◆ **What you should do**
Look through the records, and wherever the string "eagle" turns up, copy out that line.

◆ **Excerpted data**
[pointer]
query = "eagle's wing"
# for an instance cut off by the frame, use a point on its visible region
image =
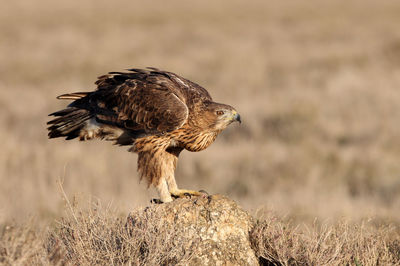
(142, 99)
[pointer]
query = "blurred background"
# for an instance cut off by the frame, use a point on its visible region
(317, 84)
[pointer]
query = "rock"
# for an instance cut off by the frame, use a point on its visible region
(209, 231)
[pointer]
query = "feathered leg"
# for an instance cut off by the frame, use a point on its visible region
(171, 162)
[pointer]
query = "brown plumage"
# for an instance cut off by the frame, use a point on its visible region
(157, 112)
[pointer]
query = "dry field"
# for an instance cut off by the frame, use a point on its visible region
(317, 84)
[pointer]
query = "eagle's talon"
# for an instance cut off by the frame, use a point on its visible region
(204, 192)
(156, 201)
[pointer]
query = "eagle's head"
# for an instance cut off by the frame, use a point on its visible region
(219, 116)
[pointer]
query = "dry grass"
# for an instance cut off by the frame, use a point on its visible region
(281, 243)
(316, 83)
(102, 236)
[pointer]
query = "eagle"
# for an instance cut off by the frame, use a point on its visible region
(158, 113)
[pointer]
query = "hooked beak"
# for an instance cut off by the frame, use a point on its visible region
(237, 118)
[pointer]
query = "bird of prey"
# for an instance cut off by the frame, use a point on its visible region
(157, 113)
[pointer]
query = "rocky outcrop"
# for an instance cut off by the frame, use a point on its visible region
(211, 231)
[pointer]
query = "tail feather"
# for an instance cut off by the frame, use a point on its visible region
(69, 123)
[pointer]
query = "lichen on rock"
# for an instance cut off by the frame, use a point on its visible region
(211, 231)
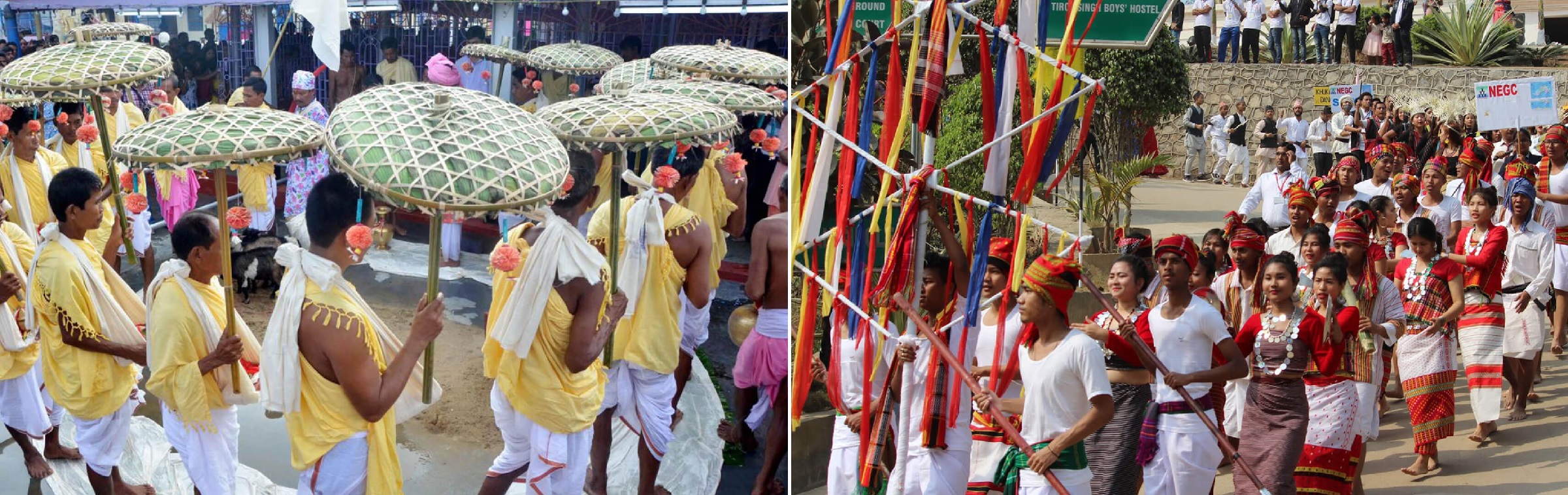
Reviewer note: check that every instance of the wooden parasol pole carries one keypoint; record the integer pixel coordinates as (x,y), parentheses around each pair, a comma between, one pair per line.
(432,279)
(114,178)
(221,188)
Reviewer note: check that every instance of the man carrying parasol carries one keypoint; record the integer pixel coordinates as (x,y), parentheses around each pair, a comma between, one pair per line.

◆ **Response**
query = "eagle's wing"
query = "eagle's talon"
query = "eagle's head"
query = "eagle"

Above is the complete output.